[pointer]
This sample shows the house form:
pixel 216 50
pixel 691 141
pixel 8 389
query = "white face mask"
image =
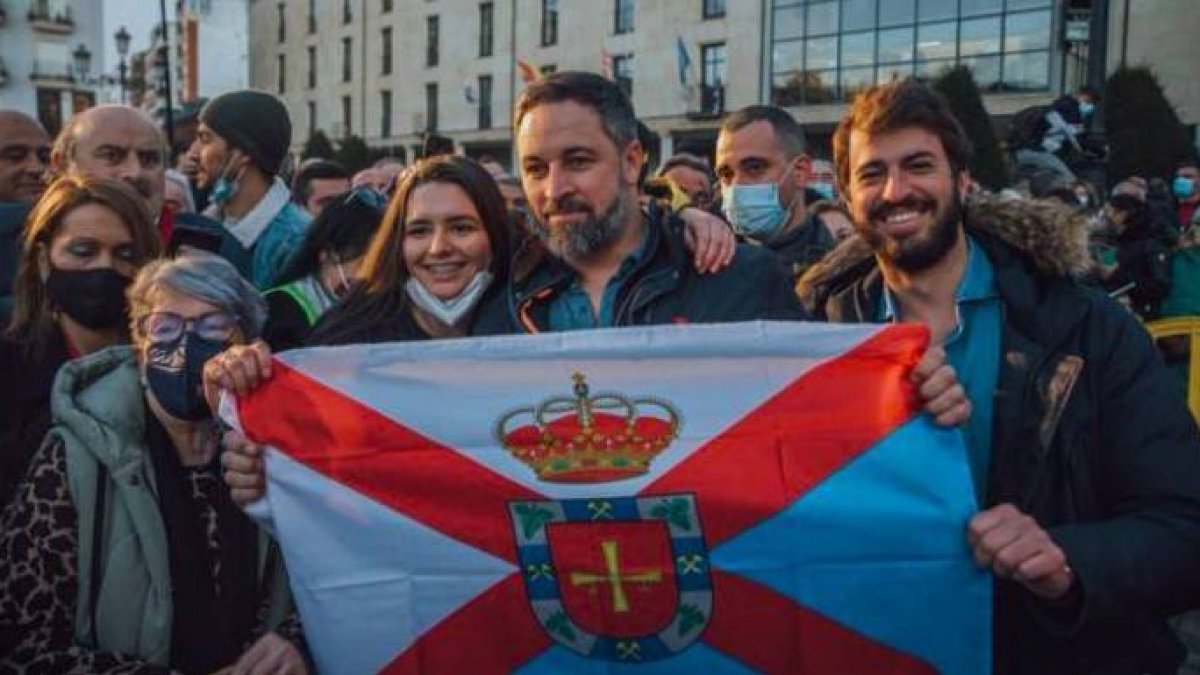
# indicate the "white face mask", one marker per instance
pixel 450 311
————
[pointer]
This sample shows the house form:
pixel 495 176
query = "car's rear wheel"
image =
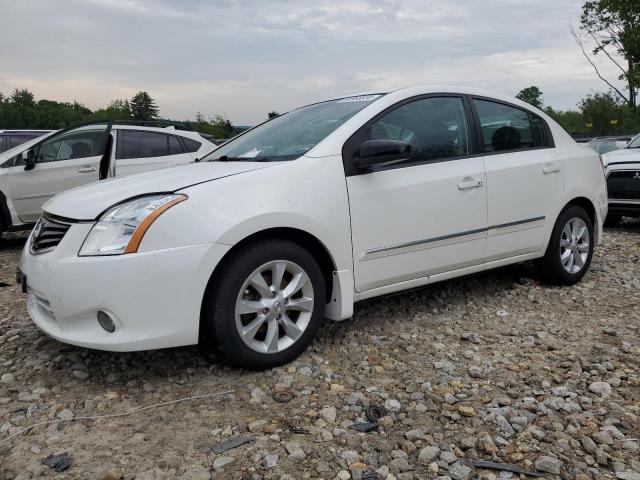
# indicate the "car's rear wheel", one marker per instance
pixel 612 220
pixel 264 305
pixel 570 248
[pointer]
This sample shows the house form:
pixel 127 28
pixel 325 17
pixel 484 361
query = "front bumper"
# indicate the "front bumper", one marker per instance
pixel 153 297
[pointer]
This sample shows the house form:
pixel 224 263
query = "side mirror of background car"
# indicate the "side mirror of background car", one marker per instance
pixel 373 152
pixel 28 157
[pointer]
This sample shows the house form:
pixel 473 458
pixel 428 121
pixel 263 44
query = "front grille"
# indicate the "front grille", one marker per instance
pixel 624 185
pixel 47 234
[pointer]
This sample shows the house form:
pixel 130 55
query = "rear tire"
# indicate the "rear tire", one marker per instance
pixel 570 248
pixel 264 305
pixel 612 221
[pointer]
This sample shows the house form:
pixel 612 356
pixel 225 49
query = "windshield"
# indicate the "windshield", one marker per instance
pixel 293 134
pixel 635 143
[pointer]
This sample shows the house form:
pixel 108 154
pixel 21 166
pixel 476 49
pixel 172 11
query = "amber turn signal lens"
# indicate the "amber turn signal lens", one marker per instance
————
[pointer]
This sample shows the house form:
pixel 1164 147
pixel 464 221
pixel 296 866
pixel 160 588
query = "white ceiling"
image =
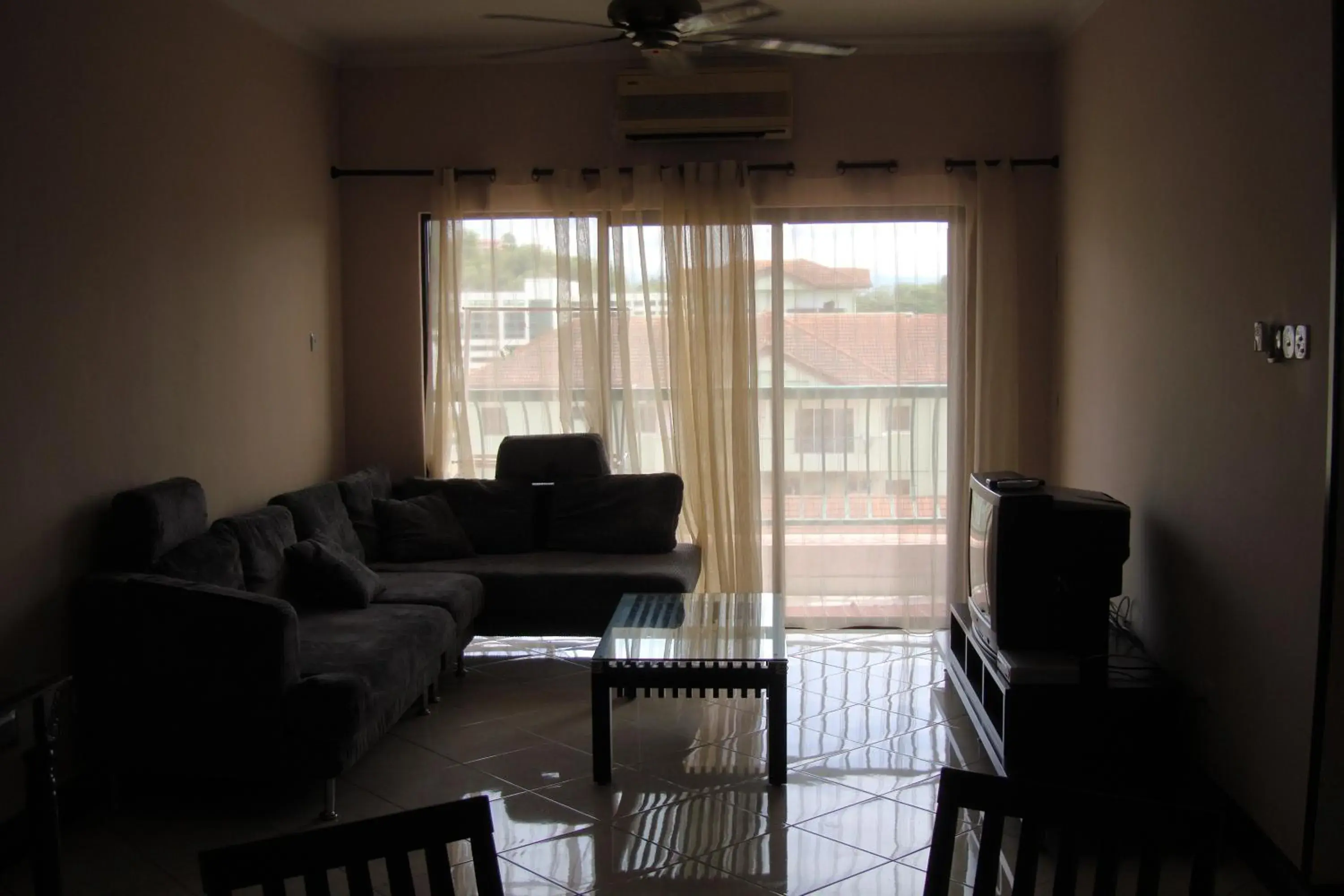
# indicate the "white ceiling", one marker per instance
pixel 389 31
————
Problem description
Copy every line that includes the string "query" from the material above.

Response to this task
query = "white face mask"
query = "car's rear wheel"
query = "front bumper"
query = "side mirror of background car"
query = "front grille"
query = "rear tire"
query = "windshield"
query = "amber turn signal lens"
query = "white ceiling"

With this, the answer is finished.